◆ EXERCISE DIRECTIONS ◆
Shift every bounding box coordinate in the answers up by 96, then write out again each line of the data below, starting with the line with "Detection task — does any leafy" and going on through the line with "[317, 389, 494, 480]". Keep every other line in that span as it stands.
— START RECORD EXCERPTS —
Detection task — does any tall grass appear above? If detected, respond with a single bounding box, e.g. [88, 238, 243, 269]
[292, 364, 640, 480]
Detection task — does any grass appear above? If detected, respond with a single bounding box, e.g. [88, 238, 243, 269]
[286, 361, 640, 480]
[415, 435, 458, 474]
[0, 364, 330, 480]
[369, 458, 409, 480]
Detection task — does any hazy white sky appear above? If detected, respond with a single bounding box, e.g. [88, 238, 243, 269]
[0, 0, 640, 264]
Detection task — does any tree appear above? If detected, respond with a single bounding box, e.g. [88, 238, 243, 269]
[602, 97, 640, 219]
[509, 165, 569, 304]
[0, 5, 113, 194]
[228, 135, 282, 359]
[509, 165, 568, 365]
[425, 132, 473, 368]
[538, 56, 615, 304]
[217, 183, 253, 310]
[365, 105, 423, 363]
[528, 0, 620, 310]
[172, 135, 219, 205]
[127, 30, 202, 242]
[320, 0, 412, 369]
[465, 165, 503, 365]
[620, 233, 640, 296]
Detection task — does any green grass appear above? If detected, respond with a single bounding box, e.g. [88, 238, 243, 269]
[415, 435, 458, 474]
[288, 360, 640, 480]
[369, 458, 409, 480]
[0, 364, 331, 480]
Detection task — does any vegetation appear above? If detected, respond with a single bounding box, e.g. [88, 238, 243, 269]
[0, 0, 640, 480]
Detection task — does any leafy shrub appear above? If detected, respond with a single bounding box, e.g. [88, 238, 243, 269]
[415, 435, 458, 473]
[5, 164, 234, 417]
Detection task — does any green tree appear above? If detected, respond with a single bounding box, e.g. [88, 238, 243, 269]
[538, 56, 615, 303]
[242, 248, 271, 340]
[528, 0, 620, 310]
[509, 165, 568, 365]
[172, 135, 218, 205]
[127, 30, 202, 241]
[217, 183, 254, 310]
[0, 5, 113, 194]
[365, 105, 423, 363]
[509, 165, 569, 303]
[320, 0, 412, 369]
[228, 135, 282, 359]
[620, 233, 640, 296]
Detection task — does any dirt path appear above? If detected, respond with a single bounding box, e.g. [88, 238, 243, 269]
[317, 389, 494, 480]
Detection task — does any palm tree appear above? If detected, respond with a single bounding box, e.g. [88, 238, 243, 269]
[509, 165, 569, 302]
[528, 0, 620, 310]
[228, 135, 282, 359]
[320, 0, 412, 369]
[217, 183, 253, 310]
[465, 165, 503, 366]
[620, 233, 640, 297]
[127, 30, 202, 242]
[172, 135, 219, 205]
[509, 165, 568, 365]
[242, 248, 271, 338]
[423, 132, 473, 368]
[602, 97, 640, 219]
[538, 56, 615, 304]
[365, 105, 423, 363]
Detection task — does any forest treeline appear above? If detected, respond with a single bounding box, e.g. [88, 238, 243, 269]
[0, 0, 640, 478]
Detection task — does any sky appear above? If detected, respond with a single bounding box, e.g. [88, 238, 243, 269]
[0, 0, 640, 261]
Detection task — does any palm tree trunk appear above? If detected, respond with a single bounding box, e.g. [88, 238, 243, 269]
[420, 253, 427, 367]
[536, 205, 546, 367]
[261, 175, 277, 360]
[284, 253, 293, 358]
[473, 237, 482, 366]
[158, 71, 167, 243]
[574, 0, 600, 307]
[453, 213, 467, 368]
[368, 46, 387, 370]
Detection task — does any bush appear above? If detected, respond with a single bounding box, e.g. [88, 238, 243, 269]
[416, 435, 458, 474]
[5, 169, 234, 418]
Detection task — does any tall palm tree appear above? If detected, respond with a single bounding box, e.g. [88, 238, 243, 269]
— END RECORD EXCERPTS —
◆ EXPECTED OUTPUT ◆
Detection task — does any leafy shrub appear above? If detected, respond with a single bounding box, e.g. [88, 238, 243, 269]
[511, 531, 554, 569]
[101, 260, 330, 513]
Detection task — does any green tree appear above? If detected, respond with a single bounding box, e.g. [88, 238, 243, 269]
[634, 152, 711, 399]
[338, 344, 367, 436]
[624, 96, 716, 406]
[605, 261, 664, 461]
[268, 231, 314, 301]
[223, 126, 298, 337]
[313, 279, 350, 406]
[96, 101, 209, 290]
[461, 201, 519, 459]
[605, 261, 665, 399]
[416, 96, 508, 465]
[324, 231, 378, 455]
[716, 329, 736, 392]
Detection task — does any dirt path appear above? If detected, respond with a single bounding box, e.g. [88, 238, 243, 269]
[413, 485, 590, 576]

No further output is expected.